ページ:

ブランディングには、説得力が欠かせません。顧客や顧客予備軍を説得し、ブランドについてもっと知りたいと思ってもらえるようなポジティブなユーザー体験を作らなければなりません。そして、説得力を高めるためには、顧客の感情をターゲットにする必要があります。
一般的には、言葉や画像が顧客の感情にかなりの影響を与えると考えられています。かなりの範囲で、それは事実でしょう。しかし、「色」ほど人の感情に影響を与える媒体やツールはありません。色は人の感情に訴えかけます。色彩戦略をいかにうまく実行するかによって、顧客のユーザー体験がポジティブになるか、ネガティブになるかが決まります。ブランディングにおける「色」を正しく理解する上で問題となるのは、色が「1か0か」のような、明確なデザインコンセプトではないということです。
色の好みには個人差がありますし、人はある色に対して主観的な偏見を持つ傾向があります。しかし、すべての色は、すべての人に同じように何らかの先入観や心理的な影響を与えます。ブランドや企業の中には、色の使い方を巧みに工夫しているところがあります。ここでは、ブランディングにおける優れた色の使い方の14例をご紹介しますので、ぜひ参考になさってください。
1. Apple
Apple社は、スマートフォンやスマートデバイスのリーディングカンパニーのひとつです。当初から非常にミニマルなブランドアプローチを維持しています。ウェブサイトでは、グレー、黒、白を基調としたブランディングを展開しています。グレーは非常にニュートラルな色で、一般的にはバランスを表すのに使われますが、少しネガティブな意味合いがあり、特に喪失感や憂鬱感と結びついている場合が多いです。色味がないため、くすんだ感じがするのです。しかし、Apple社のように正しい使い方をすれば、ヘッダーやフォントの色、グラフィックなど、多くの人にアピールすることができます。
製品の大部分がグレーかシルバートーンで、人々はそれに慣れています。ウェブサイトでは、白のロゴにグレーのコントラストをつけていますが、これは美的感覚に優れています。白、黒、グレーのバランスがとれており、統一感があって、清潔でミニマルな印象を与えています。
2. スターバックス
スターバックスのブランディングの基調色は緑です。緑は、黄色と青を混ぜ合わせた二次色です。寒色と暖色のバランスで作られているため、非常にニュートラルで穏やかな雰囲気を醸し出しています。赤、青、黄色の原色に続く第4の原色とも言われています。ボードゲームでは、最初の3人のキャラクターは常に赤、黄、青ですが、4人目のキャラクターがいる場合は常に緑です。スターバックスは有名なコーヒーショップのひとつであり、その緑色のロゴは洗練された穏やかなイメージを伝えています。

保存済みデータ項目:

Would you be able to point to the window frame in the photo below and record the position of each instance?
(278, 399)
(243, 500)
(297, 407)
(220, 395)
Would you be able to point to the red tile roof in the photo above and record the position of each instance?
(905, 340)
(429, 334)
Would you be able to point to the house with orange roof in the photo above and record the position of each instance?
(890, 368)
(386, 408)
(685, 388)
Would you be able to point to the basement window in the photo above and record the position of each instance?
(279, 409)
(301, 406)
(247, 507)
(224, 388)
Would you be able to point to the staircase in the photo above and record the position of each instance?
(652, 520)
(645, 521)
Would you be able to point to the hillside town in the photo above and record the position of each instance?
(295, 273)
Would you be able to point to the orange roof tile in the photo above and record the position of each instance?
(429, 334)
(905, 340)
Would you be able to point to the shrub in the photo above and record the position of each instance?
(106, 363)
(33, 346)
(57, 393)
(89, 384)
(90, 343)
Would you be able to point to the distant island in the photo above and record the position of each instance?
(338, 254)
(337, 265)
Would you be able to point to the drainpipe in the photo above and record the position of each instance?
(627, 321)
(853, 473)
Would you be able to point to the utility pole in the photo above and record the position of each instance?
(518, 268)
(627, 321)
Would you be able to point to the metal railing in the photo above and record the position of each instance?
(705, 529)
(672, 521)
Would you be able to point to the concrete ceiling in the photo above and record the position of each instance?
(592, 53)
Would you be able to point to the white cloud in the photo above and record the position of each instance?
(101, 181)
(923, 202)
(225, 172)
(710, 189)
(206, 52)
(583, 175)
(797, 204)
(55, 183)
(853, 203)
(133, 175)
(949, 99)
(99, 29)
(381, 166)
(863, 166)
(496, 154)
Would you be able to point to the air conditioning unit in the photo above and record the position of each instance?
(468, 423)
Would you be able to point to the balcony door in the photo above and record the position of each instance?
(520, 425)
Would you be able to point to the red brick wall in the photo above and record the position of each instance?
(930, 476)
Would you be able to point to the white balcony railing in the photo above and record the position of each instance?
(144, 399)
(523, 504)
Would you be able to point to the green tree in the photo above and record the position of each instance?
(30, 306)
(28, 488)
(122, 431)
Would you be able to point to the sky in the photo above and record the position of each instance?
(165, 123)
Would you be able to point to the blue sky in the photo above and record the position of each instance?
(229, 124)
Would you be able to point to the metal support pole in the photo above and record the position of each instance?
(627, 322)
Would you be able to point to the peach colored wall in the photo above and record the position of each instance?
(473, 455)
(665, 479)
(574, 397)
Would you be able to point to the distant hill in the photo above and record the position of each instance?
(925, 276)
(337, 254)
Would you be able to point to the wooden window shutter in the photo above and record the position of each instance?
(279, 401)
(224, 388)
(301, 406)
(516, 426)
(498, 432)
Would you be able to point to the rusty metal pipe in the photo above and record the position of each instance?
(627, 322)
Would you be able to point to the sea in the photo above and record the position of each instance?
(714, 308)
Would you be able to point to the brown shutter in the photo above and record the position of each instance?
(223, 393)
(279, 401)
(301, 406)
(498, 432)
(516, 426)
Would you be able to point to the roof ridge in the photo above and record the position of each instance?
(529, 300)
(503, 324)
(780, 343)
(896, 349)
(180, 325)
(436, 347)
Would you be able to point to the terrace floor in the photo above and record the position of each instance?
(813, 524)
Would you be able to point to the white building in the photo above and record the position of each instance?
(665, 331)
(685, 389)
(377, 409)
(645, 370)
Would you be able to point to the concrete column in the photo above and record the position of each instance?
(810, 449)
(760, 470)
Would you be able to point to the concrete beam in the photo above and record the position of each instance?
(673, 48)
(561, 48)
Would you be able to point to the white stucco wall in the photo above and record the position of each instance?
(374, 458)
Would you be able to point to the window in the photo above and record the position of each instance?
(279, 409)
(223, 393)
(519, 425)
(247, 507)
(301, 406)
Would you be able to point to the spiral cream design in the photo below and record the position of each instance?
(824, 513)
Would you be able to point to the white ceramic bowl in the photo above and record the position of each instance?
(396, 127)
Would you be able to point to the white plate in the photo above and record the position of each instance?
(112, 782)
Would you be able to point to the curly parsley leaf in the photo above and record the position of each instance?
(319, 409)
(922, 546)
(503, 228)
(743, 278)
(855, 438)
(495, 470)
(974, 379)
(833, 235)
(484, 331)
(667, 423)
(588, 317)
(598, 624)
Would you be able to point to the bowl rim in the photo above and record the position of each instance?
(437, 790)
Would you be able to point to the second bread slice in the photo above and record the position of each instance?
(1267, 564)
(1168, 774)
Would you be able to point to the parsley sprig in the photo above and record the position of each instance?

作業指示:
**a)** ブランディングと色の記事のうち、「Apple社は、スマートフォンや」で始まる段落を、主な事実を残したまま箇条書きにまとめてください。
**b)** 行の中から、「railing」という文字列を含むものをすべて集めて書き写してください。大文字と小文字は区別します。
記事と行は互いに関係がありません。

解答:
**a)**
- Apple社はスマートフォンやスマートデバイスのリーディングカンパニーのひとつで、当初から非常にミニマルなブランドアプローチを維持している。
- ウェブサイトでは、グレー、黒、白を基調としたブランディングを展開している。
- グレーは非常にニュートラルな色で、一般にバランスを表すのに使われる。
- 一方でグレーには少しネガティブな意味合いがあり、喪失感や憂鬱感と結びつくことが多い。色味がないため、くすんだ感じがする。
- Apple社のように正しく使えば、ヘッダーやフォントの色、グラフィックなどで多くの人にアピールできる。

**b)**
Would you be able to point to the metal railing in the photo above and record the position of each instance?
Would you be able to point to the white balcony railing in the photo above and record the position of each instance?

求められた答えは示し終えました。